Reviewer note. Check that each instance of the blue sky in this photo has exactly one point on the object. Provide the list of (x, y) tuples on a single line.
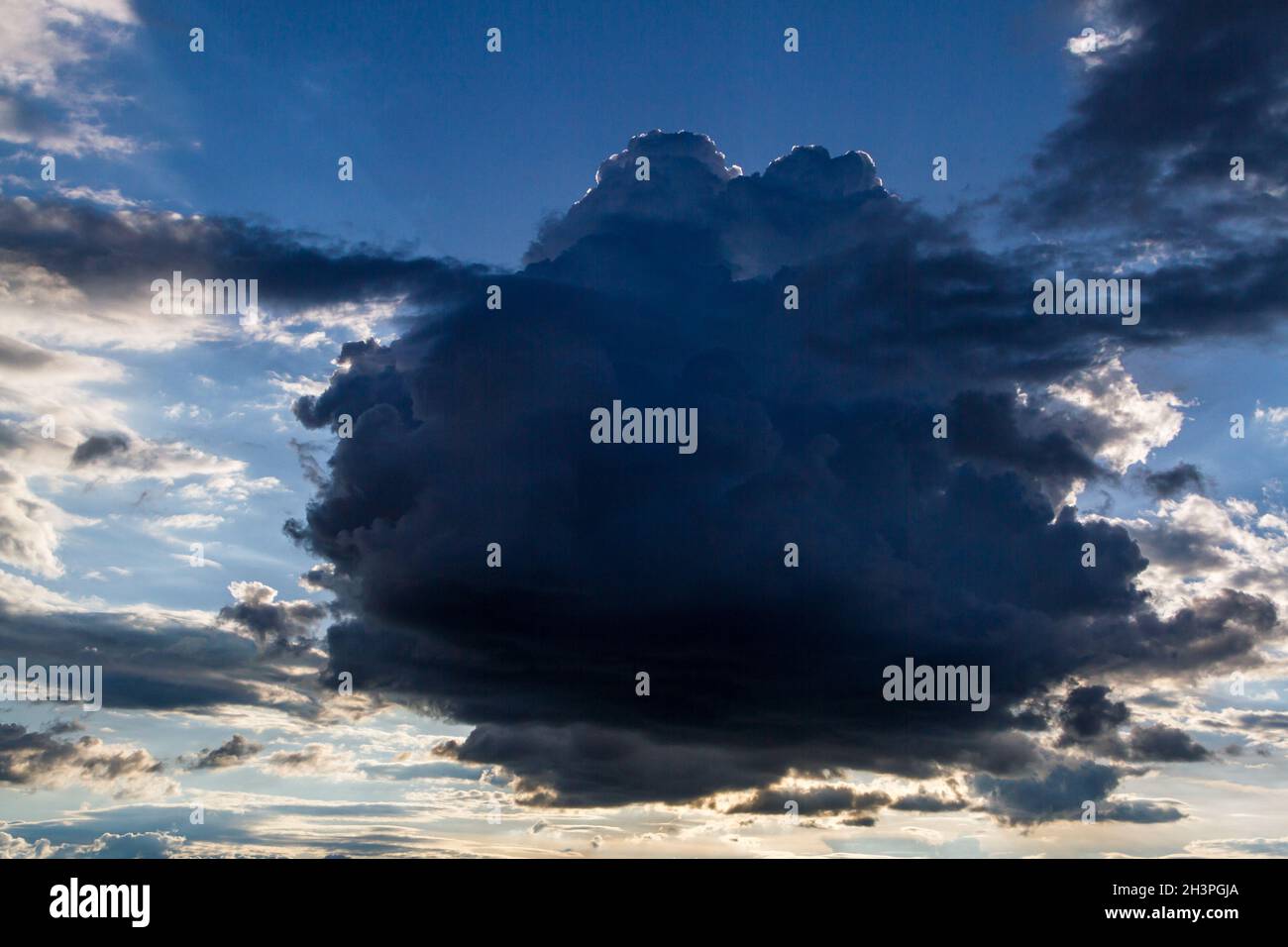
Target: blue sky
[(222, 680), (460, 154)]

:::::

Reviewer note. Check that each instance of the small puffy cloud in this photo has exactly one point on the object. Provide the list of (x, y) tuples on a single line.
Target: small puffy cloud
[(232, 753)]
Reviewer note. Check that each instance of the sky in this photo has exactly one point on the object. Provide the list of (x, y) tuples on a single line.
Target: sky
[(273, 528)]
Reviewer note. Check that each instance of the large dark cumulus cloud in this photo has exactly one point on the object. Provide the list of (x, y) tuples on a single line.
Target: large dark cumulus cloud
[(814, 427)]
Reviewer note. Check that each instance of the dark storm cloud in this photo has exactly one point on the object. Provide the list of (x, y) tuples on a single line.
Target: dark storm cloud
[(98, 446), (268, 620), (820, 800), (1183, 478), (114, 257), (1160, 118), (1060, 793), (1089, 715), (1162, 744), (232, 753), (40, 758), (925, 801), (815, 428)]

:::::

Pick out every line above that contains the word "Check" and copy it.

Reviewer note. Check that each instance of the blue sky in this photo has exactly one point on the object. Provide the list of (x, y) tuples on a single line.
Reviewer note. Check that each instance of the small puffy cloud in this photo has exactly one point on the object. Provide the list of (x, y) tuples on a single line.
Reviewer note. Check that each instance of the sky in this photo has exactly one point on the object. Provide the list of (x, y) tuples on a single line.
Reviewer note. Check that each instance of the large dark cumulus cloud in this photo has exactly one point on the object. Provide the list of (x, y) tuples on a single line.
Reviewer note. Check that each instance of the dark storm cloud in this photo has exactly one point on the object. Provide the list of (x, y) tuples on a single line.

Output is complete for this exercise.